→ Exercise goal
Rescale the entries from the line containing "the fox head." through the line containing "[65,3,1168,893]", both ends included, and give only those lines. Repeat every line, requests included, and multiply each bounding-box coordinate in the answers by 2.25, rounding to whole numbers with halves rounded up.

→ Provided data
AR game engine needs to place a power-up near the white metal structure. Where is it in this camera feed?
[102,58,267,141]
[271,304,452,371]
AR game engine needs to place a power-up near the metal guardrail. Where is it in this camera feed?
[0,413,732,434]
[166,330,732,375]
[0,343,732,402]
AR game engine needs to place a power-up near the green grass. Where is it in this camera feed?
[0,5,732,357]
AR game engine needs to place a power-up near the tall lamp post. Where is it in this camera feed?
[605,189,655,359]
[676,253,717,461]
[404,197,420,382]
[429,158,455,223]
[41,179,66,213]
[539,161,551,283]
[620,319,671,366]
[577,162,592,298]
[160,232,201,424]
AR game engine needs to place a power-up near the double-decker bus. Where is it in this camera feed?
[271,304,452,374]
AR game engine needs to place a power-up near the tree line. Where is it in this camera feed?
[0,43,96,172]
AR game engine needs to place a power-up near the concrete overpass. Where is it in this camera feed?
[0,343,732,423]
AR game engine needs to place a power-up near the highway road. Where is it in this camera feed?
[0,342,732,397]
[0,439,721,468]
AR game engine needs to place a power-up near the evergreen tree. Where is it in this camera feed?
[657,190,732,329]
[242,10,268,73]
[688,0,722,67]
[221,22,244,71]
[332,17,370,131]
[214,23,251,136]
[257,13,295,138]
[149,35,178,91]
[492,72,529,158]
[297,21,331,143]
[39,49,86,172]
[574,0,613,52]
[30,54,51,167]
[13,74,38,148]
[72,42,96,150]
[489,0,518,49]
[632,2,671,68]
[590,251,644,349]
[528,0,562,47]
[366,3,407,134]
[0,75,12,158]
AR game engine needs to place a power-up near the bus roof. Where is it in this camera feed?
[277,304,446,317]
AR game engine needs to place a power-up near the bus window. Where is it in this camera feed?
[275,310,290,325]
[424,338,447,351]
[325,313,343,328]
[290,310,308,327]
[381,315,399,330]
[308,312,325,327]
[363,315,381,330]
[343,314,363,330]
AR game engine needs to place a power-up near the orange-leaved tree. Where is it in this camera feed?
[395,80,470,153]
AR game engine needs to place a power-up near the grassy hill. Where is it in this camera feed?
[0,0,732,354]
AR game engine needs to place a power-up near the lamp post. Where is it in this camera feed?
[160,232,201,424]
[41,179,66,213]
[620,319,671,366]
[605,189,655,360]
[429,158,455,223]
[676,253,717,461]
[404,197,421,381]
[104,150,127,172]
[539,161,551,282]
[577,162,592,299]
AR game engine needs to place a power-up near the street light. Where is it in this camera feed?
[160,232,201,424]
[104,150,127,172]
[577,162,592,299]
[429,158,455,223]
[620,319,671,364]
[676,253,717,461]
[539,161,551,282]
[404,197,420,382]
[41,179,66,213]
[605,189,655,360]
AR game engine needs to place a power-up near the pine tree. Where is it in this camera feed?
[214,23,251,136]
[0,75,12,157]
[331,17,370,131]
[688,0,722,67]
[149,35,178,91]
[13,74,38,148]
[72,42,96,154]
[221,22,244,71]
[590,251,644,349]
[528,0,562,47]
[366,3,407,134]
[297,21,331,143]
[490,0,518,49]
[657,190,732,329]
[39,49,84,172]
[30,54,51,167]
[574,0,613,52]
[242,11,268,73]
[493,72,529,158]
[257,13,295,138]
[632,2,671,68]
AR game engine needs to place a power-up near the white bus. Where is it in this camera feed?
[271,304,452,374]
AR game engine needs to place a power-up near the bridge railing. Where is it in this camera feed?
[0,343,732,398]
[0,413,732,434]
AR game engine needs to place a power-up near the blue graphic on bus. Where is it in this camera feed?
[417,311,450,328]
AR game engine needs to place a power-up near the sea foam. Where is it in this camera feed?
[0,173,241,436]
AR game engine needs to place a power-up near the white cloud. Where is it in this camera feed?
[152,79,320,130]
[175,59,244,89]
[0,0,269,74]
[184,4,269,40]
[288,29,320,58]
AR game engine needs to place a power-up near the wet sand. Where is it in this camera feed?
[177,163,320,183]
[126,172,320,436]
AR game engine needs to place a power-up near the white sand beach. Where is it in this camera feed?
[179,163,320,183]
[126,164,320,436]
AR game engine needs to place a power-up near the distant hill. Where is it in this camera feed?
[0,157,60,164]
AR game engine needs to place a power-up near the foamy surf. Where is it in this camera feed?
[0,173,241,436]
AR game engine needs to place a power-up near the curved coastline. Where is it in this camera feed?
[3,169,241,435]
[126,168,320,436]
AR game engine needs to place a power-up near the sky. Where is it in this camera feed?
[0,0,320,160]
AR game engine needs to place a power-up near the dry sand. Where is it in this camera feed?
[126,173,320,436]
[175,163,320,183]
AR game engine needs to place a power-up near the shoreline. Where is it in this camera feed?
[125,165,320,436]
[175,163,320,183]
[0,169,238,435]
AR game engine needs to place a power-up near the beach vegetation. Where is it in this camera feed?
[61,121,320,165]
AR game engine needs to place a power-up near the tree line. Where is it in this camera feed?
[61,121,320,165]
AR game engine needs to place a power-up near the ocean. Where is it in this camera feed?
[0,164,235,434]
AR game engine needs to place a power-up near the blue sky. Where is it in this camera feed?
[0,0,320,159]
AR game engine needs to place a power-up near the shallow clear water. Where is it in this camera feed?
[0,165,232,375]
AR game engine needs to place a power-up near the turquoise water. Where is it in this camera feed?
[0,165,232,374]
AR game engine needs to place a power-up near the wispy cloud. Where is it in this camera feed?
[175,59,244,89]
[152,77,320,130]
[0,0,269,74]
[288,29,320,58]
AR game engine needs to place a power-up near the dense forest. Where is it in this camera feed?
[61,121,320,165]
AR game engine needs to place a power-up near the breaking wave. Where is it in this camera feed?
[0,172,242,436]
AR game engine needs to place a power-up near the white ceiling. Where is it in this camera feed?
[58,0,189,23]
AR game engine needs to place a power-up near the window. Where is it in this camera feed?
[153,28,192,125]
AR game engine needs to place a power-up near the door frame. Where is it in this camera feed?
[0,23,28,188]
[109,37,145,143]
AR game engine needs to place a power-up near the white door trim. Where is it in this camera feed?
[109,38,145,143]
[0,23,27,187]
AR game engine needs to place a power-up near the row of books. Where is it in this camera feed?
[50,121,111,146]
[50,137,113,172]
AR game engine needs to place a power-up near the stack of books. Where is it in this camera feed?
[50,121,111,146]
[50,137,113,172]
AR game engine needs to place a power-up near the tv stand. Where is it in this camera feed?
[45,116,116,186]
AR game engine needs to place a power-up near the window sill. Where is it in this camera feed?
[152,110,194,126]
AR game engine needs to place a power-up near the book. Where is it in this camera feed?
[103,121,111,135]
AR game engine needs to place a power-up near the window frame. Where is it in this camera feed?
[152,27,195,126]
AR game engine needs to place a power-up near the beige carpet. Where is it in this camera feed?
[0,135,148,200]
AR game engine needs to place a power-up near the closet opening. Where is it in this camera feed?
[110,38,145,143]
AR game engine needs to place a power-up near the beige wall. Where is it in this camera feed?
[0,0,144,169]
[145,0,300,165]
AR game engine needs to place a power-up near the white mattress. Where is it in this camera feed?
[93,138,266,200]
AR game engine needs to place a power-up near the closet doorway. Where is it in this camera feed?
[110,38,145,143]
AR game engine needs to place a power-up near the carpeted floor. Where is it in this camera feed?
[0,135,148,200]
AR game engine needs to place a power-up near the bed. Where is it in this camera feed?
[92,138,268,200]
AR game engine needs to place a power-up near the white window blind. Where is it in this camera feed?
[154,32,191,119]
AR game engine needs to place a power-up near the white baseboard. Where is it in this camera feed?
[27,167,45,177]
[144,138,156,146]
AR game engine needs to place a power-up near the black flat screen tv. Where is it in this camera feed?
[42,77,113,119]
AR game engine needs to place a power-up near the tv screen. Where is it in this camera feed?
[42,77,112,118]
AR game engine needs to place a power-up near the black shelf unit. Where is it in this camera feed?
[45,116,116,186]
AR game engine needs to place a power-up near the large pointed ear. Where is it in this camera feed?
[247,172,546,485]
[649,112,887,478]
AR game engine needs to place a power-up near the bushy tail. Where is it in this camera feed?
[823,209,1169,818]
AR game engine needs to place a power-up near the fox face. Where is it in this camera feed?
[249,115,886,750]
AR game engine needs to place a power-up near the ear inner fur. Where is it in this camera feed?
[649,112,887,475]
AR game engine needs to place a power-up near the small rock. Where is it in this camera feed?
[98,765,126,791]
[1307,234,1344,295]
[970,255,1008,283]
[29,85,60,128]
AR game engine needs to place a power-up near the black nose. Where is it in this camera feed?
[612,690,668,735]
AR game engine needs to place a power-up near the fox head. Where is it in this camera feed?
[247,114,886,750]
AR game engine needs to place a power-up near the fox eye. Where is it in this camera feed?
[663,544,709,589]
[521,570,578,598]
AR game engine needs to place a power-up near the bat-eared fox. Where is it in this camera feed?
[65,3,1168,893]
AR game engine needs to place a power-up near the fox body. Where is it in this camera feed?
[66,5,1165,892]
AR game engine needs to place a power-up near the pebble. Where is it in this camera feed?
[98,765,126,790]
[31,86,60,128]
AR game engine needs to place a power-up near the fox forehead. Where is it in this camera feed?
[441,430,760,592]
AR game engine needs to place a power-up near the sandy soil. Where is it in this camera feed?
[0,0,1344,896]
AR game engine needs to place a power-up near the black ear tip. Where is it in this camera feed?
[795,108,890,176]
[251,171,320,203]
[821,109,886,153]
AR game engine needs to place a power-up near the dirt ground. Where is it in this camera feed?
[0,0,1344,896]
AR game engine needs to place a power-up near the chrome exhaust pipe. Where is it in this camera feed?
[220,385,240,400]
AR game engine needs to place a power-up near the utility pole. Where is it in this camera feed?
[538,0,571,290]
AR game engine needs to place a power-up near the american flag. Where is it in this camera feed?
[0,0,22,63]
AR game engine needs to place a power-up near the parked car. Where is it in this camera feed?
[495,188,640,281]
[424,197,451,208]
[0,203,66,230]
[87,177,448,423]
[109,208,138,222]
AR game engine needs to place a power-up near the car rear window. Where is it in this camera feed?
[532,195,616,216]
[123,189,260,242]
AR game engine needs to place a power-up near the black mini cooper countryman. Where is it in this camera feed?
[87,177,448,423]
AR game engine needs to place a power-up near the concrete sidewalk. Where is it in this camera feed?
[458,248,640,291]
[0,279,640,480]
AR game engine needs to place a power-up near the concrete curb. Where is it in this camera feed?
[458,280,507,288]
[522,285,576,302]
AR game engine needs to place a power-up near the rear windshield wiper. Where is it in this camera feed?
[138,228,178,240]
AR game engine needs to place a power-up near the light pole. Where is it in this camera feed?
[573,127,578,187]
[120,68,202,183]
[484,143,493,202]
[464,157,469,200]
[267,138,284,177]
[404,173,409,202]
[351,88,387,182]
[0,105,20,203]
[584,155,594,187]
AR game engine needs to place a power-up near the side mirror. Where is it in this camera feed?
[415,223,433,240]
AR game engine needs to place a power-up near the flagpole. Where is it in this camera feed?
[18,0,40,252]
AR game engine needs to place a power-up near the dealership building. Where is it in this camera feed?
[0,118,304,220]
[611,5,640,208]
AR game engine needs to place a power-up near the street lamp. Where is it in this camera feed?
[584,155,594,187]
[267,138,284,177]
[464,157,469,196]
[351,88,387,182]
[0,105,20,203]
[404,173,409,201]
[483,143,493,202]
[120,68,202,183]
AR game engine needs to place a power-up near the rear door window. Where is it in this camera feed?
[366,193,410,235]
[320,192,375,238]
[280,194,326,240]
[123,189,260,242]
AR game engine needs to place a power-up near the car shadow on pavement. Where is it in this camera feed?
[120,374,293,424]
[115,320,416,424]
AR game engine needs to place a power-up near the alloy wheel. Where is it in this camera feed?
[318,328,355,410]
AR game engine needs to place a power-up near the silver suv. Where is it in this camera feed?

→ Solved exercise
AR game engine needs to place a power-up near the fox head. Where is it in this camera feed?
[556,257,1994,1688]
AR game engine needs to place a power-up near the fox eye. Where is it in this camera feed?
[1492,1224,1595,1325]
[1172,1283,1301,1346]
AR game engine needs to place a power-up near the bat-eared fox. Where is it in this camera feed?
[146,7,2628,2009]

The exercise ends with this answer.